Extract from the entries below, exactly as given, only the lines from the line containing "Target: wooden chair" to the line containing "Target: woman's mouth", both lines included.

→ Records to use
-.-.-

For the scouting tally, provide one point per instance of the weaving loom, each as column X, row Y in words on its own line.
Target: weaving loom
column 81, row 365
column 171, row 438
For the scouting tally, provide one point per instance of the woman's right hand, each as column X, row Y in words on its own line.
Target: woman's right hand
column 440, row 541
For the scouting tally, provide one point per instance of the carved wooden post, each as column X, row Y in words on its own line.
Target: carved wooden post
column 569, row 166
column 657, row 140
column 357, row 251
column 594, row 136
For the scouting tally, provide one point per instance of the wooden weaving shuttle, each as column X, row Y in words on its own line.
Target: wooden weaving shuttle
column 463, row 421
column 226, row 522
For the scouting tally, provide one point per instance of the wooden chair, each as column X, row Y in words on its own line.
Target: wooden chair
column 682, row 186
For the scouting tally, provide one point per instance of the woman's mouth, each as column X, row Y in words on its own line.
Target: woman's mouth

-.-.-

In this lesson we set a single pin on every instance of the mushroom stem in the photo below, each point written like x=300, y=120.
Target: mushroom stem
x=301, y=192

-.-.-

→ Answer section
Target: wooden chair
column 682, row 186
For the scouting tally, provide one point per instance of the woman's mouth, each as column X, row Y in words on its own line.
Target: woman's mouth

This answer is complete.